**EXERCISES TO COMPLETE**
#1 In the OCR troubleshooting page, rewrite the part that opens with the words "OCR Processor Troubleshooting" and closes with "Tesseract version 3.02.", changing "language pack" to "language data".
#2 Format the rows as a JSON list of strings, one string per line and no blank lines. Start at the line containing "the tree line." and continue through the last line of the rows.

**SELECTED TEXT**
OCR Processor Troubleshooting

22 Jan 202510 minutes to read

Tesseract has not been initialized exception

Exception	Tesseract has not been initialized exception.
Reason	The exception may occur if the tesseract binaries and tessdata files are unavailable on the provided path.
Solution1	Set proper tesseract binaries and tessdata folder with all files and inner folders. The tessdata folder name is case-sensitive and should not change. C# [Cross-platform] `//TesseractBinaries - path of the folder tesseract binaries. OCRProcessor processor = new OCRProcessor(@"TesseractBinaries/"); //TessData - path of the folder containing the language pack processor.PerformOCR(lDoc, @"TessData/");`
Solution2	Ensure that your data file version is 3.02 since the OCR processor is built with the Tesseract version 3.02.

Exception has been thrown by the target of an invocation

Exception	Exception has been thrown by the target of an invocation.
Reason	If the tesseract binaries are not in the required structure.
Solution	To resolve this exception, ensure the tesseract binaries are in the following structure. The tessdata and tesseract binaries folder are automatically added to the bin folder of the application. The assemblies should be in the following structure. 1.bin\Debug\net7.0\runtimes\win-x64\native\leptonica-1.80.0.dll,libSyncfusionTesseract.dll 2.bin\Debug\net7.0\runtimes\win-x86\native\leptonica-1.80.0.dll,libSyncfusionTesseract.dll
Reason 1	An exception may occur due to missing or mismatched assemblies of the Tesseract binaries and Tesseract data from the OCR processor.

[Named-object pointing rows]
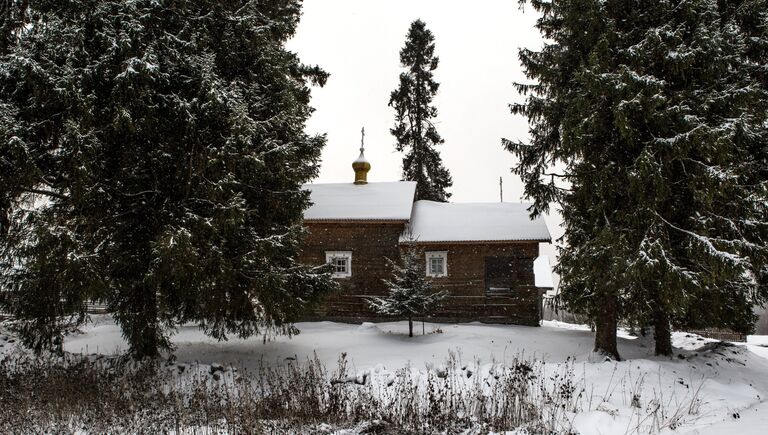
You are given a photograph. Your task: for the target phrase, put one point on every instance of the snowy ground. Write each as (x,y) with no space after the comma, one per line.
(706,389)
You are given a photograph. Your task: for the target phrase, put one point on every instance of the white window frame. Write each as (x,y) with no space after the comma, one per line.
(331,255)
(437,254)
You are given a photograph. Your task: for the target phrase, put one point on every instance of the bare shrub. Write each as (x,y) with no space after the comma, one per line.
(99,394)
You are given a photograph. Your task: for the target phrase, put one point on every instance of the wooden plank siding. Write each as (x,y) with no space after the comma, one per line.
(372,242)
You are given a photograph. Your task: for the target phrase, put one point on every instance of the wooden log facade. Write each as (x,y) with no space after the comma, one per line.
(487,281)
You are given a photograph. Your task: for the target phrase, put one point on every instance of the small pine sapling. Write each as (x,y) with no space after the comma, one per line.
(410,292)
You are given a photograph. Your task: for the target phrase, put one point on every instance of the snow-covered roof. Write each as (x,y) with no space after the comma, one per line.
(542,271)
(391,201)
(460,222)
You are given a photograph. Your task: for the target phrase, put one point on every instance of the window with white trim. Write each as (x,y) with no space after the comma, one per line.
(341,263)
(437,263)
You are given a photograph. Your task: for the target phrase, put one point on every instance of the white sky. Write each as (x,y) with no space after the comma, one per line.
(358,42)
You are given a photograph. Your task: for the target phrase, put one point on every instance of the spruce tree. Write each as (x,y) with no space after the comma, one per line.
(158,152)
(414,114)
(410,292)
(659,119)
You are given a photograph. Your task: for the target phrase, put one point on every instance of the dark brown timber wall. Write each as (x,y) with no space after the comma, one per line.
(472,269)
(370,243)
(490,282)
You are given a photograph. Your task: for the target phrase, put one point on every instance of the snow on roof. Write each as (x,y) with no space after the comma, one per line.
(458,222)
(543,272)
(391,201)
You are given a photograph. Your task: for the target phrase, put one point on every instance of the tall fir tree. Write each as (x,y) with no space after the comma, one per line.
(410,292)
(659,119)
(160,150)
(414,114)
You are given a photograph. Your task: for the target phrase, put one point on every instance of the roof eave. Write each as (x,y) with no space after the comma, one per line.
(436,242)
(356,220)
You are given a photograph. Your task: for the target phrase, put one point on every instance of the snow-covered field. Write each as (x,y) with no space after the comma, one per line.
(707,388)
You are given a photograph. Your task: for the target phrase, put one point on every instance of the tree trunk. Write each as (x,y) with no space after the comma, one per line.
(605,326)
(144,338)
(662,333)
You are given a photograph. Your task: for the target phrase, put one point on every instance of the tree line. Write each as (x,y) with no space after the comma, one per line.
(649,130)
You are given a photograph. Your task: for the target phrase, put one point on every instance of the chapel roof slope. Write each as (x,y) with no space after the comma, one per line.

**PER-TASK ANSWERS**
#1
OCR Processor Troubleshooting

22 Jan 202510 minutes to read

Tesseract has not been initialized exception

Exception	Tesseract has not been initialized exception.
Reason	The exception may occur if the tesseract binaries and tessdata files are unavailable on the provided path.
Solution1	Set proper tesseract binaries and tessdata folder with all files and inner folders. The tessdata folder name is case-sensitive and should not change. C# [Cross-platform] `//TesseractBinaries - path of the folder tesseract binaries. OCRProcessor processor = new OCRProcessor(@"TesseractBinaries/"); //TessData - path of the folder containing the language data processor.PerformOCR(lDoc, @"TessData/");`
Solution2	Ensure that your data file version is 3.02 since the OCR processor is built with the Tesseract version 3.02.

#2
[
  "You are given a photograph. Your task: for the target phrase, put one point on every instance of the tree line. Write each as (x,y) with no space after the comma, one per line.",
  "(649,130)",
  "You are given a photograph. Your task: for the target phrase, put one point on every instance of the chapel roof slope. Write each as (x,y) with no space after the comma, one per line."
]